» OBJECTIVE
Gather every line of the entries below that contains the string "hand", and copy each one in full. Treat the match as case-sensitive.
──────── DATASET CONTENT ────────
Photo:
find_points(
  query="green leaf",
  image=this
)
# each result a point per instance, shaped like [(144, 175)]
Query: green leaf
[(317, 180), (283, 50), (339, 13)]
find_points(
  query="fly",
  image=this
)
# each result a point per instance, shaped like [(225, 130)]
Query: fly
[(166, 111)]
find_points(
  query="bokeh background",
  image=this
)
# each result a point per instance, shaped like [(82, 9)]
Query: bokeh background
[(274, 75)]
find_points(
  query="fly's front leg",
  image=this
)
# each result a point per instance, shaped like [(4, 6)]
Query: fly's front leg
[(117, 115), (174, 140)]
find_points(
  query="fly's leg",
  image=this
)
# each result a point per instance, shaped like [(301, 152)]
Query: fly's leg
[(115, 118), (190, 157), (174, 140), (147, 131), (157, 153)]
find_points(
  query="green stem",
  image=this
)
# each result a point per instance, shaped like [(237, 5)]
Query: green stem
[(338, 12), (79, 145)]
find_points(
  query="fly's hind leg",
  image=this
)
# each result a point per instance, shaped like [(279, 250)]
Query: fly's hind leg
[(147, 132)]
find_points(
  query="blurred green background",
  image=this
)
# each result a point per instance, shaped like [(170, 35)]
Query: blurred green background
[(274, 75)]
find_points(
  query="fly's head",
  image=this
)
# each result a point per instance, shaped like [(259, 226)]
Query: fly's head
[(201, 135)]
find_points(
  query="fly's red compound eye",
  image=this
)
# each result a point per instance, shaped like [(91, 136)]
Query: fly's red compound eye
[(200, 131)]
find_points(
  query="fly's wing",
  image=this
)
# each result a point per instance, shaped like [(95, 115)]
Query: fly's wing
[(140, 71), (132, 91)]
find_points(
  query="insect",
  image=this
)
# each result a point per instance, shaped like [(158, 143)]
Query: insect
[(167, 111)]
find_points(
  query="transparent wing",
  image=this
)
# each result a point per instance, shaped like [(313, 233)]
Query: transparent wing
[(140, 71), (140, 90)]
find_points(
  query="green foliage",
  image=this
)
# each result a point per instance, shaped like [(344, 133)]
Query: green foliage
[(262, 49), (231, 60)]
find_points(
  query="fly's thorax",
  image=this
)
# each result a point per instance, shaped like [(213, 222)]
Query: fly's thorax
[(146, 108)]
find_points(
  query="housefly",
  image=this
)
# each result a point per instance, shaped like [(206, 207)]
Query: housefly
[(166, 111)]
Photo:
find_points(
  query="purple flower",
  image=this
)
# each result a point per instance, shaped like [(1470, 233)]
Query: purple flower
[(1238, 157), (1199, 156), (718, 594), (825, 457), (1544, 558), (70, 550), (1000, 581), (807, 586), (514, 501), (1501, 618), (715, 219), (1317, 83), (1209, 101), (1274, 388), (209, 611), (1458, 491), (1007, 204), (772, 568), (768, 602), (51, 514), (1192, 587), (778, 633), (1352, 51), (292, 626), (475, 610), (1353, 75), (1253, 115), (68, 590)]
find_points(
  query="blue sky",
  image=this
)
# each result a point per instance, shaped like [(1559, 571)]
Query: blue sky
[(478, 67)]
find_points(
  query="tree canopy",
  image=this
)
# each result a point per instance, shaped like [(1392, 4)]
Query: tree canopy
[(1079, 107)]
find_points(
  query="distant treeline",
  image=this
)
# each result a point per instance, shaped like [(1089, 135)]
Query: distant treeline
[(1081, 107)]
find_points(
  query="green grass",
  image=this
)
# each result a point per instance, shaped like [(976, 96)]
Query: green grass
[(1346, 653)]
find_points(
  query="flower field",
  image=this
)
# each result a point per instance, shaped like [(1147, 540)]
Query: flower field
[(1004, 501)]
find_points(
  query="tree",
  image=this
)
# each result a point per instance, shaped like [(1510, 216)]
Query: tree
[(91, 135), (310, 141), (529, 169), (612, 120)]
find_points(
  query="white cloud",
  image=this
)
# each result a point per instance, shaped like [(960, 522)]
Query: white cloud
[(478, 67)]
────────
──────── DATASET CONTENT ────────
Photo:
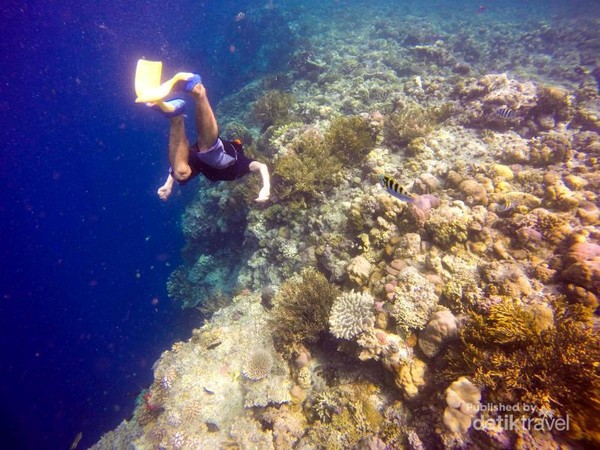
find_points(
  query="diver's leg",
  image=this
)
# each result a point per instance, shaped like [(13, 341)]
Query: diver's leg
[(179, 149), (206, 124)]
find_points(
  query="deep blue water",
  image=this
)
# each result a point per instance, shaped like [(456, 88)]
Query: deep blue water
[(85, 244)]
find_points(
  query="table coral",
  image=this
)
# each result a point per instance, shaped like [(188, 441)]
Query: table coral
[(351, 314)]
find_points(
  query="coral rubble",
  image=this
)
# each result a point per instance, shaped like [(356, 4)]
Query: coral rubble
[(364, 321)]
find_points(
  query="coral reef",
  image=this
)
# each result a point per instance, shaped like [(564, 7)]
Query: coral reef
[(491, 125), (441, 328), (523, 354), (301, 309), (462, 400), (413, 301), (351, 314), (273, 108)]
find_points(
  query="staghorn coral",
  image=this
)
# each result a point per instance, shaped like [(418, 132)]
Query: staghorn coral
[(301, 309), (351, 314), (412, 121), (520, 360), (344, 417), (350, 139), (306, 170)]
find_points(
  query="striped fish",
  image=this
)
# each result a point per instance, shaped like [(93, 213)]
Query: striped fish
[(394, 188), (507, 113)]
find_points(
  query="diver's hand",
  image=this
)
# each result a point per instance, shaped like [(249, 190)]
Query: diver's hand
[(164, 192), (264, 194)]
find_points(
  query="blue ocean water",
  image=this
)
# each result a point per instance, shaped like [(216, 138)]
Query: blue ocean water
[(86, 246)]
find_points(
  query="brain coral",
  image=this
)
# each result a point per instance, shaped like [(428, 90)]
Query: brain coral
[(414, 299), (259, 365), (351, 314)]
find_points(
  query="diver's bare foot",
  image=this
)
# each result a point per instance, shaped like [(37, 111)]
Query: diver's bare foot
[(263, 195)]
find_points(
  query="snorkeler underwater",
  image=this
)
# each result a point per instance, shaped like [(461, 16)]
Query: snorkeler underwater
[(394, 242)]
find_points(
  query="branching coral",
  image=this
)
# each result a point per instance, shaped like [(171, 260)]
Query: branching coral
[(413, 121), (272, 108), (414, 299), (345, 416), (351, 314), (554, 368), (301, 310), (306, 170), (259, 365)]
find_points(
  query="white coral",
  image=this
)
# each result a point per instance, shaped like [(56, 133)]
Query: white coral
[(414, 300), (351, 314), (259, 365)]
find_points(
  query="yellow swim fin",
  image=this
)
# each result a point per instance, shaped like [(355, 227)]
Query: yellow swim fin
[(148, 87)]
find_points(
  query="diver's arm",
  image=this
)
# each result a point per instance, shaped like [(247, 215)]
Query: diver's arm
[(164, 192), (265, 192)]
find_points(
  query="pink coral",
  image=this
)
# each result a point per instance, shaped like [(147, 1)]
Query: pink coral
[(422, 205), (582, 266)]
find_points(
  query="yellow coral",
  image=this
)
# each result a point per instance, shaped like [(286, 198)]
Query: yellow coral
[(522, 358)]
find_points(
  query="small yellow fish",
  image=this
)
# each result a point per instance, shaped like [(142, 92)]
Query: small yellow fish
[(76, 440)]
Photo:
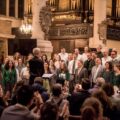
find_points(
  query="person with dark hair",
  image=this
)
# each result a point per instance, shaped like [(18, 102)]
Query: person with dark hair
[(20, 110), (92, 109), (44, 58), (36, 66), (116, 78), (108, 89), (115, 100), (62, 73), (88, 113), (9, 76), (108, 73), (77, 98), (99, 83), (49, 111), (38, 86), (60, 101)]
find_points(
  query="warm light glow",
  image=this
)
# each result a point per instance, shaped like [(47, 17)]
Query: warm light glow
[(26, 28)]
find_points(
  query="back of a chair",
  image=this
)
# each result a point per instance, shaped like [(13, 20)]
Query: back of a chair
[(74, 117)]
────────
» RESPONSE TO THE TASK
  query="diver's hand",
Query: diver's hand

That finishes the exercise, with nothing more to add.